▶ _Excerpt to read_
►
Bellevue West alumni shares story of artwork



[flagallery gid=31]
Photos by Grant Harrison

It was a sunny, warm day for March 2. I had a noontime interview rapidly approaching, and my body was tight, coiled like a spring, apprehensive for the coming dialogue. Thoughts be-bopped their way around my head like some frantic jazz tune. What to say? What to do? Shoot, I missed the turn. A quick U turn–too quick with snow not yet melted. The anti-lock brakes kicked in. I gradually regained control, speeding the opposite direction, pulse pounding doubly now from my tardiness and brush with catastrophe.

I hurried into the Starbucks off 120th and Center. Scanning around, I quickly found her. It wasn’t hard; I had done my research and her outfit matched the description perfectly: a blue Superman stocking cap, a red and black Superman shirt, an Omaha Rollergirls sweatshirt.

She sat there, smiling. Her tattoos hidden from sight, piercings taken out for our interview.

I pulled out my $20 audio recorder, shifted in my seat, and began, stumbling over the first few lines of my meticulously typed, not-so-well folded sheet of interview questions.


The story behind the story

If you’ve ever strolled through the western side of Area 1, you’ve probably noticed one of West’s two murals: a Native American themed snapshot of Nebraska’s history and cultural heritage. It’s the only one of its kind, other than the mural located discreetly in the ROTC room. Unlike other high schools, West doesn’t have many static pieces of student artwork displayed.

The story of that mural begins with the story of a friendship. Throughout all four of her high school years, Nicole Drehmann was a student of Barbara VanWassenhoven, who taught at Bellevue West from 1989 to 2003. A friend, mentor and teacher to Drehmann, VanWassenhoven became close with Drehmann during her time at West.

“I had her in occupational studies, and I got to know her really well,” VanWassenhoven said. “I actually have a picture of an airbrushed elephant in my living room that she did for me. She kept carting it around and I finally said, ‘Can I buy that from you?’ and I did.”
◄
▶ _Information provided_
►
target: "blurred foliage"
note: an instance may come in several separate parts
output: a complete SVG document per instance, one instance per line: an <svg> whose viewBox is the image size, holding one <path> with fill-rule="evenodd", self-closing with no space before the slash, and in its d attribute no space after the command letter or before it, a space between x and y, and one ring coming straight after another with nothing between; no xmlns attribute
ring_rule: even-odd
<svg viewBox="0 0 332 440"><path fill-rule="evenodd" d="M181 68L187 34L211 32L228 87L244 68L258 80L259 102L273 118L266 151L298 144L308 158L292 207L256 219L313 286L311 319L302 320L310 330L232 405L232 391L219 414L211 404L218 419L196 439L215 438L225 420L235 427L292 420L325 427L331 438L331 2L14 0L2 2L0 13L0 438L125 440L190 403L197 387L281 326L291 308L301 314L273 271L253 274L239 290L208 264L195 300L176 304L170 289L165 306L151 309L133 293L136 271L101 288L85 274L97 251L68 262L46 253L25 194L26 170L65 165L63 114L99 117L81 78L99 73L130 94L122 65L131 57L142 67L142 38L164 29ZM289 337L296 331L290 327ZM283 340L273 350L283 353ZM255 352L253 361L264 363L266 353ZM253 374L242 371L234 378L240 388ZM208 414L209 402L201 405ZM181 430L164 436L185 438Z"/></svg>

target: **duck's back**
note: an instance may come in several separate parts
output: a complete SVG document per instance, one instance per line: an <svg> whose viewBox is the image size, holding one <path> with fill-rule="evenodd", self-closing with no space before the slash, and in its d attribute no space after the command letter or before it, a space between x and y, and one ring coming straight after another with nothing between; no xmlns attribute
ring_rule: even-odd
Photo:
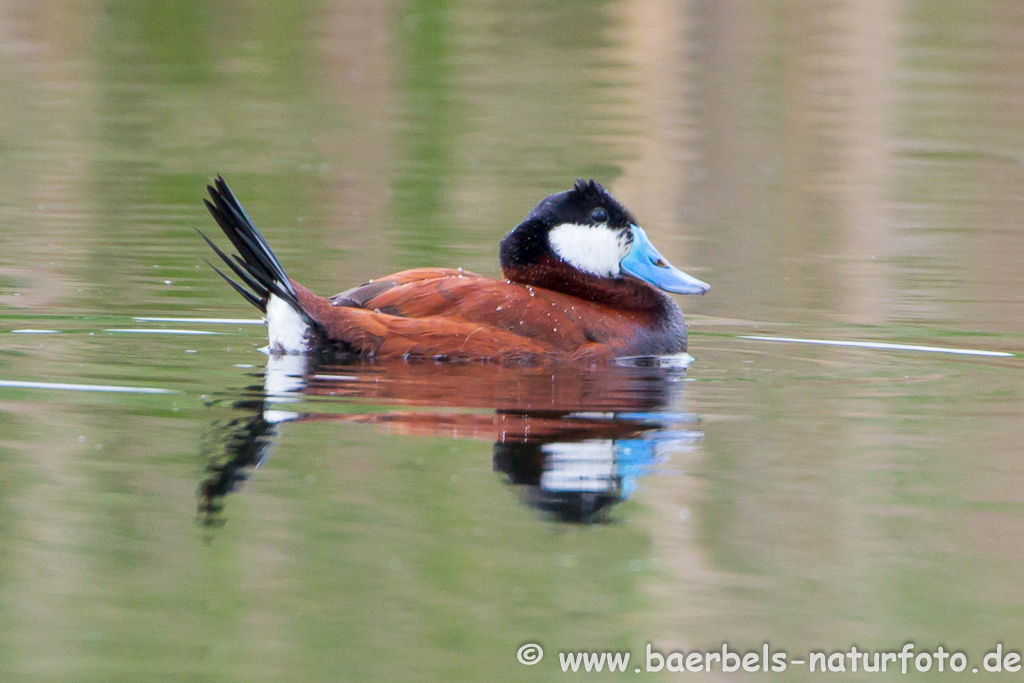
<svg viewBox="0 0 1024 683"><path fill-rule="evenodd" d="M656 352L683 350L664 321L579 297L451 268L418 268L375 279L330 300L316 317L372 327L376 354L502 357L546 355L600 359L631 353L640 342ZM671 304L671 301L669 302ZM357 314L355 310L366 311ZM311 311L312 312L312 311ZM339 331L340 333L340 331ZM465 338L458 344L459 335ZM685 339L685 338L684 338Z"/></svg>

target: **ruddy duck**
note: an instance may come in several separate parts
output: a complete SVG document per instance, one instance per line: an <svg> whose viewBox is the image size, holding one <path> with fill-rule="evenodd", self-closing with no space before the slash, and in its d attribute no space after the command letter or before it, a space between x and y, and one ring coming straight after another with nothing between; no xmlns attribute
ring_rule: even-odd
<svg viewBox="0 0 1024 683"><path fill-rule="evenodd" d="M678 353L683 313L658 290L710 289L672 266L594 180L546 198L505 236L504 281L416 268L330 298L285 273L222 177L207 189L204 203L238 255L200 234L241 283L214 270L266 315L274 353L584 362Z"/></svg>

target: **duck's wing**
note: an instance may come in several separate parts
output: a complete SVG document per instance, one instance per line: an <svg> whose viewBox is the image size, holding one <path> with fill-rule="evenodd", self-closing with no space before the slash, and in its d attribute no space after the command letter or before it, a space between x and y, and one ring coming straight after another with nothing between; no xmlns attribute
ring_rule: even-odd
<svg viewBox="0 0 1024 683"><path fill-rule="evenodd" d="M335 294L331 297L331 303L335 306L374 308L375 306L372 305L372 300L379 294L383 294L393 287L415 283L426 283L435 280L446 280L449 278L455 280L460 278L482 279L482 275L470 272L469 270L458 270L455 268L414 268L412 270L401 270L384 278L375 278L369 283L345 290L340 294Z"/></svg>
<svg viewBox="0 0 1024 683"><path fill-rule="evenodd" d="M361 355L496 360L566 356L558 345L486 322L451 315L389 313L374 306L377 297L371 297L365 304L367 307L334 305L330 299L318 297L297 283L295 289L303 308L323 328L325 339ZM392 287L378 296L396 289Z"/></svg>

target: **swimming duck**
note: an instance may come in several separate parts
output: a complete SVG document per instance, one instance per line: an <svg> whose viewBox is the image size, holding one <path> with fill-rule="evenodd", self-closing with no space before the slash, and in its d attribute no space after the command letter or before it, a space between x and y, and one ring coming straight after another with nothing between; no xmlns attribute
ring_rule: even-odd
<svg viewBox="0 0 1024 683"><path fill-rule="evenodd" d="M547 197L505 236L504 281L416 268L333 297L285 273L222 177L207 189L204 203L238 255L200 234L241 282L214 270L265 314L273 353L584 362L678 353L686 325L659 290L710 289L672 266L594 180Z"/></svg>

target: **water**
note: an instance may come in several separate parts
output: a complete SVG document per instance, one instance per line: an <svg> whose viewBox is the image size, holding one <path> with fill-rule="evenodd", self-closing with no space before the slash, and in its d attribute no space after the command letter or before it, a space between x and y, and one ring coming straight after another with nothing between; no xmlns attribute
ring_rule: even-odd
<svg viewBox="0 0 1024 683"><path fill-rule="evenodd" d="M0 3L2 679L1019 651L1022 29L1010 0ZM190 228L216 173L324 294L497 275L593 176L712 284L695 360L268 358Z"/></svg>

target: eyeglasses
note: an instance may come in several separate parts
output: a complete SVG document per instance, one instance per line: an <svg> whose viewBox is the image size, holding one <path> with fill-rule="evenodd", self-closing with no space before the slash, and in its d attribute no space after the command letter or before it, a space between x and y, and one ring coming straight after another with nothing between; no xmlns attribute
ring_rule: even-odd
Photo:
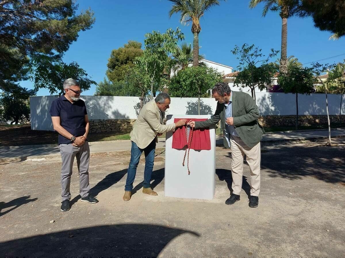
<svg viewBox="0 0 345 258"><path fill-rule="evenodd" d="M81 89L80 90L77 90L76 91L76 90L73 90L72 89L70 89L69 88L68 88L68 89L72 90L72 91L76 94L80 94L80 93L81 93L82 92L83 92L83 91Z"/></svg>

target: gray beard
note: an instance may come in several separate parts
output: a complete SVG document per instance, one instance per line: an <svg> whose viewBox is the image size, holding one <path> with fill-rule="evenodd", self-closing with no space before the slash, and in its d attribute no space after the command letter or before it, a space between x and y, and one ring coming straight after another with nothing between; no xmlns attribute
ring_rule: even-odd
<svg viewBox="0 0 345 258"><path fill-rule="evenodd" d="M74 101L78 101L79 99L79 98L76 98L75 97L70 97L72 99L72 100L73 100Z"/></svg>

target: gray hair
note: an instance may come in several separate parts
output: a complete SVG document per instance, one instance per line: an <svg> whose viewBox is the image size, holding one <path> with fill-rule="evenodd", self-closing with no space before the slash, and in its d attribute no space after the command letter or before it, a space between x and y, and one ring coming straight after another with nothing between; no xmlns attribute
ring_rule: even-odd
<svg viewBox="0 0 345 258"><path fill-rule="evenodd" d="M79 83L78 81L74 79L69 78L65 80L63 82L63 89L66 89L67 88L71 86L79 86L80 87Z"/></svg>
<svg viewBox="0 0 345 258"><path fill-rule="evenodd" d="M225 93L229 95L231 92L231 90L227 83L218 83L212 89L212 95L217 93L221 97L224 97Z"/></svg>
<svg viewBox="0 0 345 258"><path fill-rule="evenodd" d="M168 99L170 100L170 96L166 93L165 92L162 92L159 93L156 97L155 99L155 101L156 103L159 102L161 104L162 104L165 101L165 100Z"/></svg>

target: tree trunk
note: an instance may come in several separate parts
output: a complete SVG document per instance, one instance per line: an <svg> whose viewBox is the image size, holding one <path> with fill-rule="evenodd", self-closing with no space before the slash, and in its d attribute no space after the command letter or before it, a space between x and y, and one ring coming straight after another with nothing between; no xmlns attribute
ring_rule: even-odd
<svg viewBox="0 0 345 258"><path fill-rule="evenodd" d="M200 86L198 86L198 115L200 115Z"/></svg>
<svg viewBox="0 0 345 258"><path fill-rule="evenodd" d="M328 146L332 146L331 142L331 121L329 121L329 113L328 112L328 100L327 99L327 90L325 90L326 94L326 109L327 111L327 120L328 121Z"/></svg>
<svg viewBox="0 0 345 258"><path fill-rule="evenodd" d="M280 67L279 72L280 73L287 72L287 18L282 19L282 46L280 50Z"/></svg>
<svg viewBox="0 0 345 258"><path fill-rule="evenodd" d="M144 92L141 92L141 96L140 98L140 108L139 109L139 113L140 114L140 111L141 111L141 109L142 108L142 104L143 103L143 100L144 99L144 94L145 93Z"/></svg>
<svg viewBox="0 0 345 258"><path fill-rule="evenodd" d="M340 96L340 113L339 114L339 122L342 122L342 101L343 101L343 94Z"/></svg>
<svg viewBox="0 0 345 258"><path fill-rule="evenodd" d="M193 40L193 66L199 65L199 34L194 33Z"/></svg>
<svg viewBox="0 0 345 258"><path fill-rule="evenodd" d="M296 130L298 129L298 94L296 93Z"/></svg>

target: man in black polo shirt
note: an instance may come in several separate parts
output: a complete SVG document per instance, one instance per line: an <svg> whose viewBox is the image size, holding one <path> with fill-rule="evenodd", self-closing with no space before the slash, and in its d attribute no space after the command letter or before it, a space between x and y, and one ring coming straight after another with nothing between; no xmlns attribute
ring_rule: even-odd
<svg viewBox="0 0 345 258"><path fill-rule="evenodd" d="M89 163L90 148L87 141L89 125L85 103L80 99L82 91L79 83L69 78L63 82L65 93L51 103L50 115L54 129L59 133L59 148L61 154L61 209L70 209L70 185L74 158L79 170L79 192L82 202L98 202L90 194Z"/></svg>

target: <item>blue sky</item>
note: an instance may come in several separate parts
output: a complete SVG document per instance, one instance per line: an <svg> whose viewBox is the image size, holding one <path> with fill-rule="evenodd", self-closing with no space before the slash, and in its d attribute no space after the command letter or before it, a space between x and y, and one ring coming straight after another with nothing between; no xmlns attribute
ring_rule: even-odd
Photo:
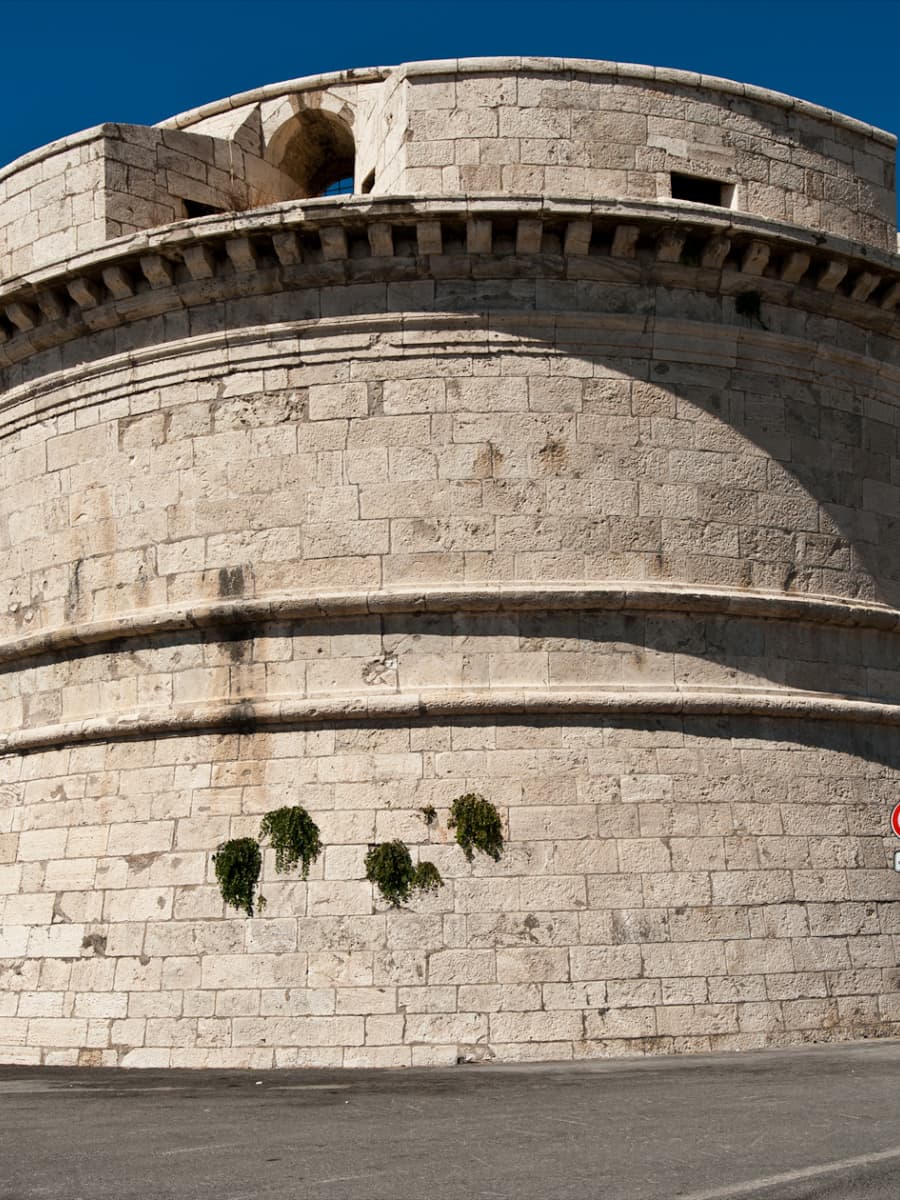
◄
▶ _Exercise aim_
Print the mural article from "The story behind" up to and including "time at West.", word for word. Answer using only the mural article.

▶ _Answer for the task_
The story behind the story

If you’ve ever strolled through the western side of Area 1, you’ve probably noticed one of West’s two murals: a Native American themed snapshot of Nebraska’s history and cultural heritage. It’s the only one of its kind, other than the mural located discreetly in the ROTC room. Unlike other high schools, West doesn’t have many static pieces of student artwork displayed.

The story of that mural begins with the story of a friendship. Throughout all four of her high school years, Nicole Drehmann was a student of Barbara VanWassenhoven, who taught at Bellevue West from 1989 to 2003. A friend, mentor and teacher to Drehmann, VanWassenhoven became close with Drehmann during her time at West.